### WHAT YOU HAVE TO DO
Each line in the entries below that holds the string "potted" is to be listed.

### SOURCE MATERIAL
*****
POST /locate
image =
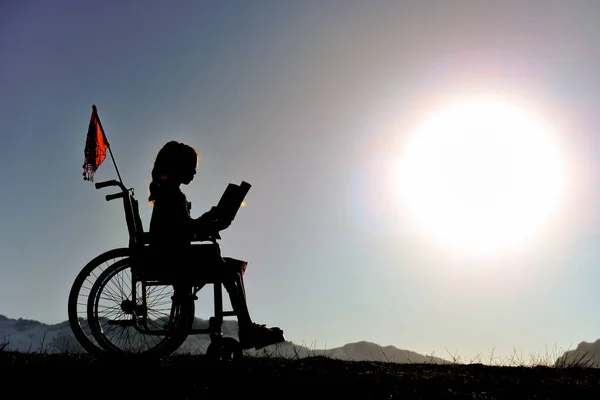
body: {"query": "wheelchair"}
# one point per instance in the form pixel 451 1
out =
pixel 122 303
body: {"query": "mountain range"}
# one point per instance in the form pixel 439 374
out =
pixel 25 335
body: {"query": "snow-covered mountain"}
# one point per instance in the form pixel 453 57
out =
pixel 585 355
pixel 32 336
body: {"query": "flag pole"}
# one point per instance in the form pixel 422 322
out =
pixel 95 110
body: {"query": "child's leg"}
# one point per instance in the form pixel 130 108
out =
pixel 237 296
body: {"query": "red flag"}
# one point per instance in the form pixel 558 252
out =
pixel 95 147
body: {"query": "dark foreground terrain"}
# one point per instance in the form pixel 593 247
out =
pixel 79 376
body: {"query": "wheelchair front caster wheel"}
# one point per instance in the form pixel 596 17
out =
pixel 225 349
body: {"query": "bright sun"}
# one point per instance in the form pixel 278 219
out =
pixel 482 177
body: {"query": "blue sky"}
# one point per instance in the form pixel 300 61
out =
pixel 310 102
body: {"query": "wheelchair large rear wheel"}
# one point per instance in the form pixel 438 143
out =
pixel 152 323
pixel 79 294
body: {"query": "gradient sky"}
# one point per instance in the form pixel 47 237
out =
pixel 307 101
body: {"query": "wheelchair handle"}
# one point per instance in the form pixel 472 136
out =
pixel 110 197
pixel 113 182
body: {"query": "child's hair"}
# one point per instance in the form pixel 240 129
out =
pixel 173 158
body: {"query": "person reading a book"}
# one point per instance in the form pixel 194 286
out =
pixel 172 231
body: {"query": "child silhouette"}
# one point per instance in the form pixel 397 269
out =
pixel 172 231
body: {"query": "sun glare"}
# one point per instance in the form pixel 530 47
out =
pixel 482 177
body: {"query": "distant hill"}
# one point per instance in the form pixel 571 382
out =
pixel 586 355
pixel 26 335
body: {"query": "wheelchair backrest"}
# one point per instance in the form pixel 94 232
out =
pixel 135 228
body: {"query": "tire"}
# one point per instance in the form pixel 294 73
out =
pixel 79 294
pixel 113 315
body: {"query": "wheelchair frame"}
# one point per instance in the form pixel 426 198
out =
pixel 98 272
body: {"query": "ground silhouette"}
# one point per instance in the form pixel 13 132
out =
pixel 196 377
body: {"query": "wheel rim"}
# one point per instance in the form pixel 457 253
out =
pixel 79 295
pixel 114 313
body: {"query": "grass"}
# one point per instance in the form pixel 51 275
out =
pixel 268 376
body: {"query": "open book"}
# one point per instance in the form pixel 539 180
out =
pixel 231 200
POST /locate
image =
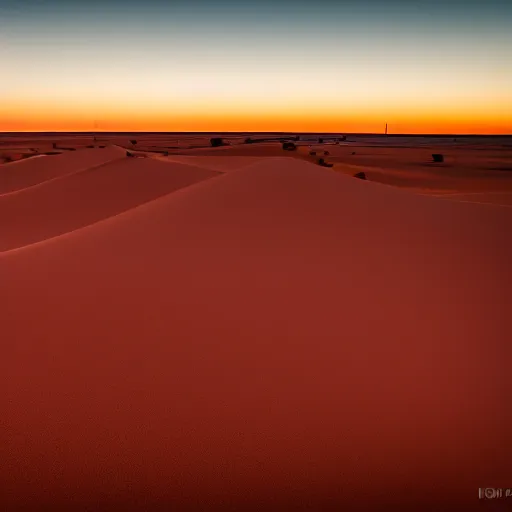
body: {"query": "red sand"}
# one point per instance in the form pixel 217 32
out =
pixel 76 200
pixel 281 337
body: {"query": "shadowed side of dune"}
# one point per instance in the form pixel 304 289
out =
pixel 280 338
pixel 82 198
pixel 26 173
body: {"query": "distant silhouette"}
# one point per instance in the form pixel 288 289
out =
pixel 216 142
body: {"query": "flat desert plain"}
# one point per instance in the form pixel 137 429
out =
pixel 240 328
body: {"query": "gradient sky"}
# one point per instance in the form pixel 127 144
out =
pixel 200 65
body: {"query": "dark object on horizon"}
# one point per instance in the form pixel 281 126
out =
pixel 216 142
pixel 323 163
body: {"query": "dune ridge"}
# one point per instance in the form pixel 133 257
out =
pixel 281 336
pixel 32 171
pixel 75 200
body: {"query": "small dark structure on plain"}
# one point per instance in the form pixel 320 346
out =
pixel 216 142
pixel 323 163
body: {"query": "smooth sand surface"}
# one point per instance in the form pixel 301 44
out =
pixel 19 175
pixel 76 200
pixel 281 337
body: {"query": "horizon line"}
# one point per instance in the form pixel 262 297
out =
pixel 261 132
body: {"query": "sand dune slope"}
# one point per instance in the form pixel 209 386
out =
pixel 280 337
pixel 26 173
pixel 82 198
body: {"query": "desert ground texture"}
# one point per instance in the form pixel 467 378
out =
pixel 188 327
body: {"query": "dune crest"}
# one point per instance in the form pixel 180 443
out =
pixel 276 336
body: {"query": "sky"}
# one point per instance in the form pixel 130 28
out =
pixel 306 66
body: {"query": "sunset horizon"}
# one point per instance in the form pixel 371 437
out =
pixel 272 66
pixel 255 255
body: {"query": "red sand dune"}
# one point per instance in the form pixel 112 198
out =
pixel 280 337
pixel 82 198
pixel 26 173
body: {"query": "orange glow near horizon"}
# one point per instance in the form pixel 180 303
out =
pixel 259 114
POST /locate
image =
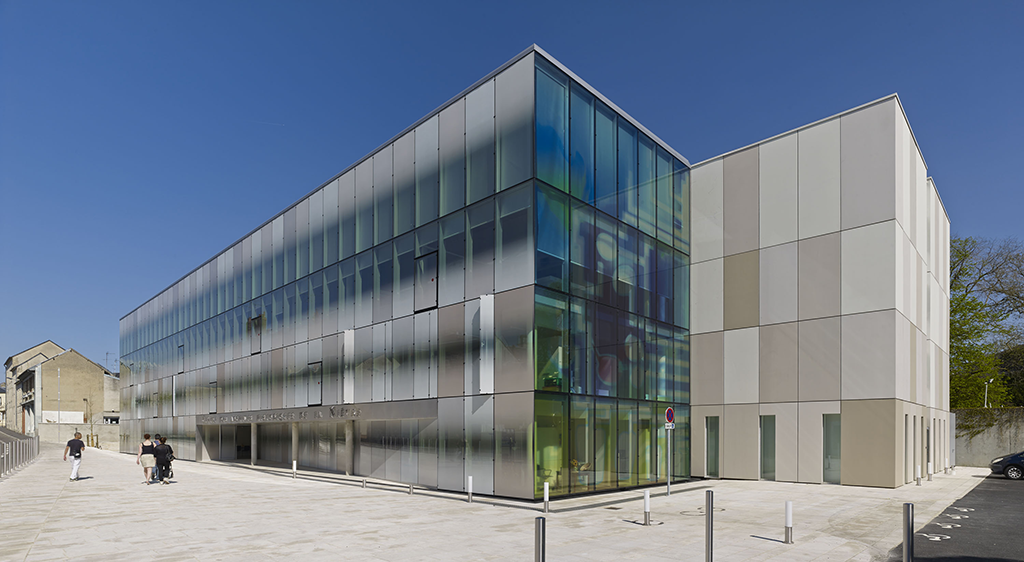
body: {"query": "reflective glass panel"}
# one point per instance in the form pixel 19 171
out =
pixel 552 125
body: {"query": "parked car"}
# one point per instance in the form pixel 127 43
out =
pixel 1012 466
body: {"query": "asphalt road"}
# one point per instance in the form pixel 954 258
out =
pixel 984 525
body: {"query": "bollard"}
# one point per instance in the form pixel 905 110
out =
pixel 539 539
pixel 907 532
pixel 709 524
pixel 788 522
pixel 646 508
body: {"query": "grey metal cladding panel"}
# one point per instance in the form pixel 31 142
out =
pixel 819 359
pixel 740 202
pixel 708 369
pixel 867 186
pixel 778 360
pixel 818 263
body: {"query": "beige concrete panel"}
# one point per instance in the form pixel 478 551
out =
pixel 778 363
pixel 708 369
pixel 741 365
pixel 810 455
pixel 707 211
pixel 707 296
pixel 868 165
pixel 904 366
pixel 869 355
pixel 740 440
pixel 785 439
pixel 698 446
pixel 819 179
pixel 819 359
pixel 777 190
pixel 778 272
pixel 868 268
pixel 818 274
pixel 740 286
pixel 870 443
pixel 740 202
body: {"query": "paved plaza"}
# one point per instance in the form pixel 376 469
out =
pixel 215 511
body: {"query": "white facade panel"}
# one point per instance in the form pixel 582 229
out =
pixel 707 211
pixel 777 298
pixel 819 179
pixel 741 365
pixel 868 268
pixel 778 190
pixel 707 304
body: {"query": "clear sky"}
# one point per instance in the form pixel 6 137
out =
pixel 137 139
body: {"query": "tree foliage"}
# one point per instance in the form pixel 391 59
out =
pixel 986 300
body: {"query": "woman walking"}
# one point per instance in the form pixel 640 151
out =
pixel 146 457
pixel 164 455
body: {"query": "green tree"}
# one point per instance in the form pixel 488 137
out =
pixel 979 314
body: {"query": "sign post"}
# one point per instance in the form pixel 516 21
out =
pixel 670 424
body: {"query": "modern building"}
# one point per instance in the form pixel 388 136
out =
pixel 52 392
pixel 501 291
pixel 820 318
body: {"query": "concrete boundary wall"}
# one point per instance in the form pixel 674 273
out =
pixel 983 434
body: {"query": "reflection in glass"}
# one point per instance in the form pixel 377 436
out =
pixel 711 441
pixel 453 156
pixel 833 432
pixel 480 142
pixel 605 190
pixel 552 341
pixel 767 447
pixel 552 125
pixel 552 239
pixel 550 443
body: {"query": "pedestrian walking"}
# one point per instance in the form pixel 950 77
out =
pixel 75 446
pixel 164 455
pixel 156 469
pixel 146 457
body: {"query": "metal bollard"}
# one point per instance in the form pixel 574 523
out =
pixel 907 532
pixel 788 522
pixel 646 508
pixel 539 539
pixel 709 525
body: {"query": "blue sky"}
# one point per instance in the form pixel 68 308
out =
pixel 137 139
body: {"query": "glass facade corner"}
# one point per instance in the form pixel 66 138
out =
pixel 502 293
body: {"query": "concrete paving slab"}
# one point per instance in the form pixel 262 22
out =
pixel 219 511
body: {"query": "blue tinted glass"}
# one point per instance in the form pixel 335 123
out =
pixel 582 143
pixel 646 187
pixel 552 125
pixel 627 173
pixel 552 239
pixel 604 160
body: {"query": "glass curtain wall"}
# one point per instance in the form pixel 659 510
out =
pixel 529 202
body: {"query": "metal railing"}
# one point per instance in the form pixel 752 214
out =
pixel 15 454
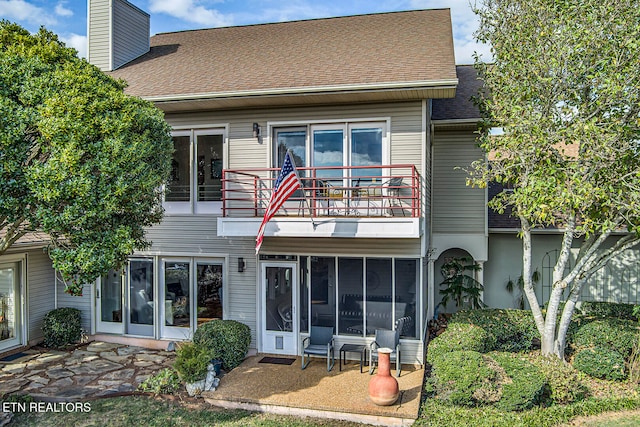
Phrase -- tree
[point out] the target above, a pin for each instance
(79, 159)
(564, 86)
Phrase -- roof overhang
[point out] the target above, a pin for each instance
(455, 124)
(342, 94)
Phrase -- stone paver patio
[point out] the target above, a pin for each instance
(97, 369)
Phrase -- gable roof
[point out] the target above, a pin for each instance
(407, 53)
(461, 107)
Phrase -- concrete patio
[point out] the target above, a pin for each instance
(287, 389)
(96, 370)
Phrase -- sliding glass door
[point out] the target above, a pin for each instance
(11, 324)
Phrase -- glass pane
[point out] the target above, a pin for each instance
(177, 294)
(304, 295)
(366, 150)
(141, 288)
(328, 151)
(350, 317)
(407, 274)
(178, 188)
(379, 296)
(323, 282)
(209, 292)
(111, 297)
(209, 155)
(278, 297)
(9, 303)
(294, 140)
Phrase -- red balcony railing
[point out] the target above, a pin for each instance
(356, 191)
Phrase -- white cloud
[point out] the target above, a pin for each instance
(76, 41)
(20, 10)
(464, 23)
(63, 11)
(191, 11)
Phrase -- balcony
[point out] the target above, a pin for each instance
(358, 201)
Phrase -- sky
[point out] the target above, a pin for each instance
(68, 18)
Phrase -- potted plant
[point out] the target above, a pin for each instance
(191, 364)
(463, 288)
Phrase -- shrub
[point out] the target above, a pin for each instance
(609, 309)
(600, 362)
(191, 362)
(61, 327)
(514, 330)
(618, 334)
(526, 386)
(460, 336)
(462, 378)
(564, 385)
(166, 381)
(227, 340)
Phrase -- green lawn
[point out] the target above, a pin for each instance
(145, 411)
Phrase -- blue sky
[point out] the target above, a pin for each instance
(68, 18)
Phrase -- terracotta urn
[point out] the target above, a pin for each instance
(383, 388)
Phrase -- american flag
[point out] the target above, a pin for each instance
(286, 184)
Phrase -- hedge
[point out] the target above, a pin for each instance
(463, 378)
(526, 386)
(601, 362)
(227, 340)
(514, 330)
(460, 337)
(618, 334)
(61, 327)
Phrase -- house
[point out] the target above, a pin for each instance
(379, 121)
(352, 99)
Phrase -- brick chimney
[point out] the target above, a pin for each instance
(117, 33)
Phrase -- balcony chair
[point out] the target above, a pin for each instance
(391, 191)
(319, 343)
(389, 339)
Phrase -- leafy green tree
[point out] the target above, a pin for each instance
(80, 160)
(564, 85)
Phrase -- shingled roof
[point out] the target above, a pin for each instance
(387, 51)
(460, 107)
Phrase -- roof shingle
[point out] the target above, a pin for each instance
(413, 46)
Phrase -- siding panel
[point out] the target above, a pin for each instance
(457, 208)
(40, 291)
(130, 33)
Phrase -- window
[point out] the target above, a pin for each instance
(336, 145)
(195, 182)
(372, 293)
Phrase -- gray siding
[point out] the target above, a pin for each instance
(246, 152)
(456, 207)
(40, 291)
(98, 37)
(193, 235)
(130, 33)
(118, 32)
(82, 303)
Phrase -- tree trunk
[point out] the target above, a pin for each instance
(527, 273)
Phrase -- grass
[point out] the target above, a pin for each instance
(142, 410)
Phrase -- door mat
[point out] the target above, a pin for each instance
(13, 357)
(277, 360)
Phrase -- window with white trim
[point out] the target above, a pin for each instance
(195, 182)
(341, 144)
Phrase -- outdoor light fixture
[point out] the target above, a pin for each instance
(256, 130)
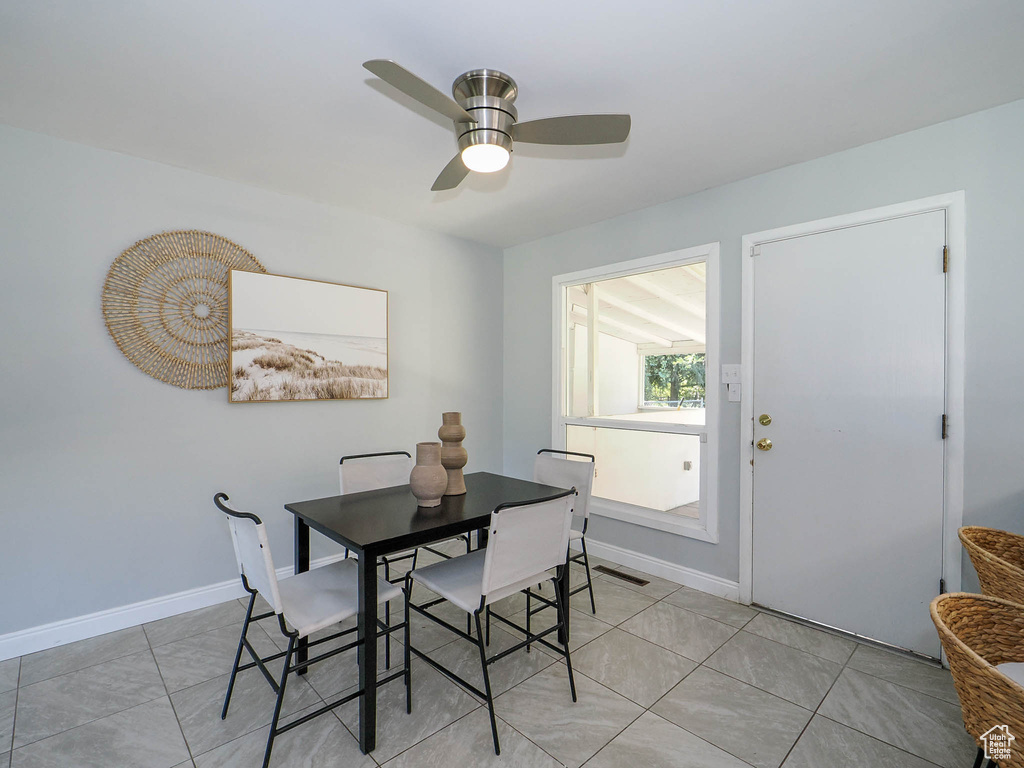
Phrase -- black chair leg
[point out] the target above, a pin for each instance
(561, 604)
(281, 700)
(528, 595)
(238, 654)
(486, 683)
(387, 620)
(590, 582)
(408, 652)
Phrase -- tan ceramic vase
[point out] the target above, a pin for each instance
(454, 456)
(428, 478)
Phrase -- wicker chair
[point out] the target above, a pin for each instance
(977, 633)
(998, 558)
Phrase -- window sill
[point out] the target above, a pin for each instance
(690, 527)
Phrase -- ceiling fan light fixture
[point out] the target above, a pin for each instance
(485, 158)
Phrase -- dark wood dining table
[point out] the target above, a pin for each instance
(387, 520)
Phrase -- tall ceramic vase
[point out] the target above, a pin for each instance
(428, 478)
(454, 456)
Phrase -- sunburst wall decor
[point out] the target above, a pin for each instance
(165, 303)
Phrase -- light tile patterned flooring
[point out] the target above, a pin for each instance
(667, 677)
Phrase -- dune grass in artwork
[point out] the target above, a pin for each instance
(268, 369)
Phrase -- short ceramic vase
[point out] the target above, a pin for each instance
(428, 478)
(454, 456)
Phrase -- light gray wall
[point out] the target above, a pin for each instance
(107, 475)
(982, 154)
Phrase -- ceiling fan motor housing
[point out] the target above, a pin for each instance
(487, 95)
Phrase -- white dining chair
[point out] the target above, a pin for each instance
(526, 545)
(576, 470)
(370, 472)
(303, 603)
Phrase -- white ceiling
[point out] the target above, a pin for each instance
(272, 93)
(656, 309)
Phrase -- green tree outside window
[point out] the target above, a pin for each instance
(675, 378)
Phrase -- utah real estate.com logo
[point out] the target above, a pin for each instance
(997, 740)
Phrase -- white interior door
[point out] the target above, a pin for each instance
(849, 359)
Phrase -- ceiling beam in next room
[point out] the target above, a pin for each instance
(680, 331)
(665, 295)
(617, 328)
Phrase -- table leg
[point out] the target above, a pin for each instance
(301, 565)
(368, 659)
(563, 589)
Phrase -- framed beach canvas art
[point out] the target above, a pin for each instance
(295, 339)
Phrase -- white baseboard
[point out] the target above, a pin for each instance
(80, 628)
(679, 573)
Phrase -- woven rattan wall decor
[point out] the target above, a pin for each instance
(165, 303)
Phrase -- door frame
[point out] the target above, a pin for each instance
(952, 513)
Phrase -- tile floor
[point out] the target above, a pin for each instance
(667, 676)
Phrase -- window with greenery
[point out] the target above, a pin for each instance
(674, 380)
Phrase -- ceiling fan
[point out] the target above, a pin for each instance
(485, 120)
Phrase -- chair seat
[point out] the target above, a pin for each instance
(328, 595)
(459, 581)
(1014, 671)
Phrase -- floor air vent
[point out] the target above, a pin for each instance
(624, 577)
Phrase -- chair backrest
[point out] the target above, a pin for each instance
(525, 540)
(558, 468)
(252, 550)
(372, 471)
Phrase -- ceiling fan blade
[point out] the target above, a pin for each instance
(573, 129)
(419, 89)
(452, 176)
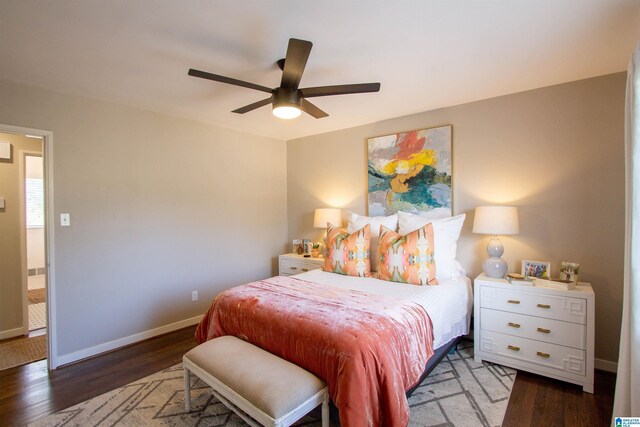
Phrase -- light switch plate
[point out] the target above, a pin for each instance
(65, 220)
(5, 150)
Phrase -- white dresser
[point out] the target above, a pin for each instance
(290, 264)
(545, 331)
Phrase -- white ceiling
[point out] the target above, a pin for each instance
(426, 54)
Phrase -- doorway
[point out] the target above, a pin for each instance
(26, 315)
(33, 196)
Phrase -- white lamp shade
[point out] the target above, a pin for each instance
(327, 215)
(496, 220)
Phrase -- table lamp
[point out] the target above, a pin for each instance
(495, 220)
(323, 216)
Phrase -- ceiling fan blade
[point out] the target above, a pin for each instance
(311, 109)
(294, 63)
(340, 89)
(253, 106)
(228, 80)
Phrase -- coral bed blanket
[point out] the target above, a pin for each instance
(369, 349)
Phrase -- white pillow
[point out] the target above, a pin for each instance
(446, 232)
(356, 222)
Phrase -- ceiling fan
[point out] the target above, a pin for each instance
(288, 100)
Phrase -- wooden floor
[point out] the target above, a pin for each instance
(29, 392)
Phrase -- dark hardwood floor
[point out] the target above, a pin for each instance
(29, 392)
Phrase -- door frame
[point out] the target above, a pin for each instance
(24, 254)
(49, 237)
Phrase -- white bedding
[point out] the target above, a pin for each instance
(448, 304)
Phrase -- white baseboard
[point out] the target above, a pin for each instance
(65, 359)
(12, 333)
(606, 365)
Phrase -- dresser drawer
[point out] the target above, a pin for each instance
(545, 355)
(533, 327)
(293, 266)
(548, 306)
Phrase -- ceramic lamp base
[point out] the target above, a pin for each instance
(495, 266)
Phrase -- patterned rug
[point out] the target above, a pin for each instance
(22, 351)
(37, 316)
(37, 296)
(459, 392)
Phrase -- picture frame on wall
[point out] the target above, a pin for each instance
(540, 269)
(411, 172)
(297, 246)
(569, 271)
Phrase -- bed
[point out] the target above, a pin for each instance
(448, 309)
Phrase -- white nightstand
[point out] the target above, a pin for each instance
(545, 331)
(291, 264)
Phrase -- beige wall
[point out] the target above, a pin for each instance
(160, 206)
(10, 265)
(557, 153)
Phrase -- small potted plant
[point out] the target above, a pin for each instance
(315, 249)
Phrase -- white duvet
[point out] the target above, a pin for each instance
(448, 304)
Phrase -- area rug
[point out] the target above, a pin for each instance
(37, 316)
(22, 351)
(37, 296)
(459, 392)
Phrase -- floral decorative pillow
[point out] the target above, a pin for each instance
(408, 258)
(348, 253)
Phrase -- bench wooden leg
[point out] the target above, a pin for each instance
(325, 410)
(187, 390)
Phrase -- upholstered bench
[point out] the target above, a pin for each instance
(251, 381)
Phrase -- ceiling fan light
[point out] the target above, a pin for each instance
(286, 111)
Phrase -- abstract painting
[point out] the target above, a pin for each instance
(410, 172)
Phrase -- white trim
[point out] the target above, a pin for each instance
(65, 359)
(606, 365)
(11, 333)
(47, 153)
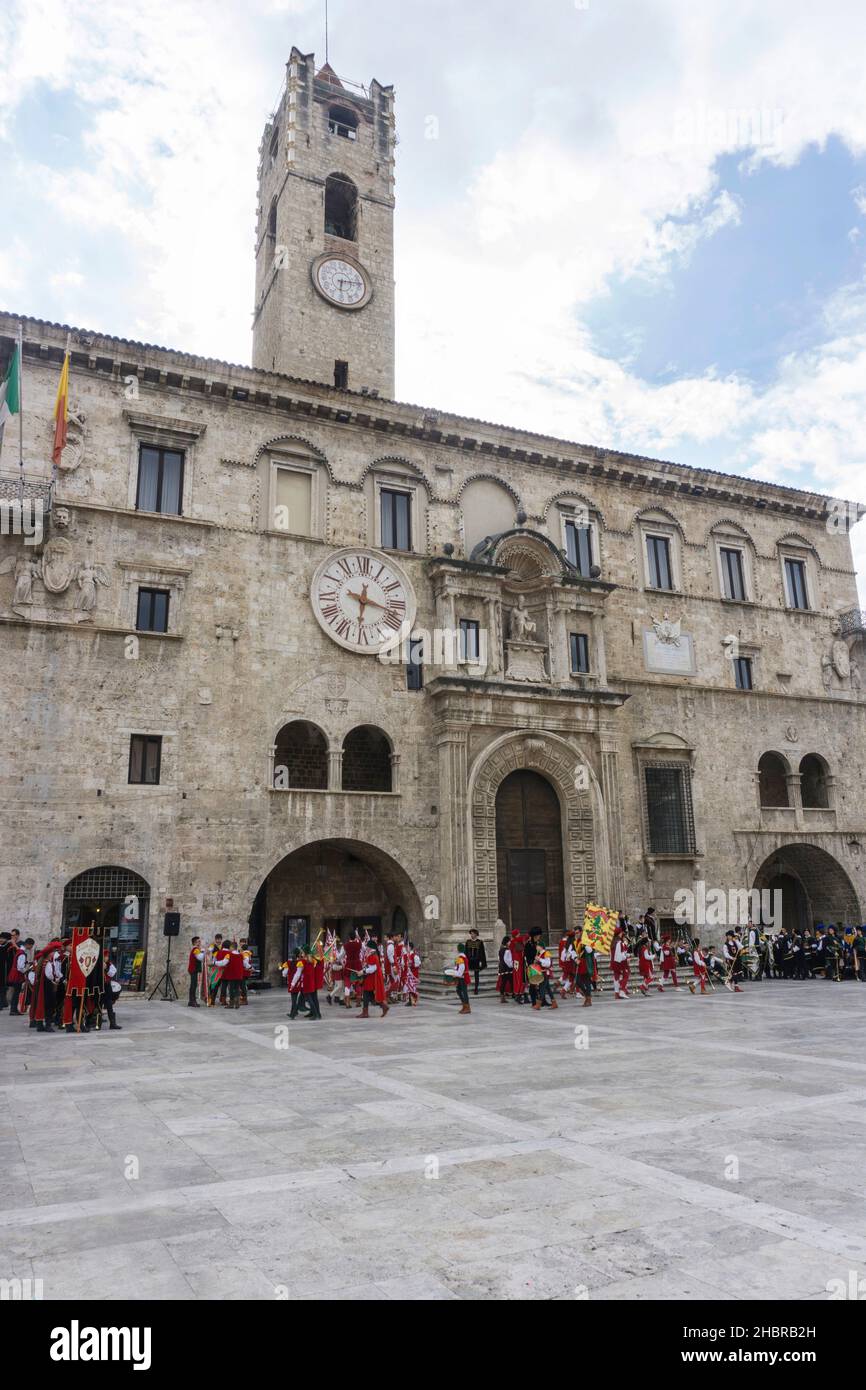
*****
### SOLUTION TO THE PROBLEM
Phrase -- potted plant
Phrase -- small potted plant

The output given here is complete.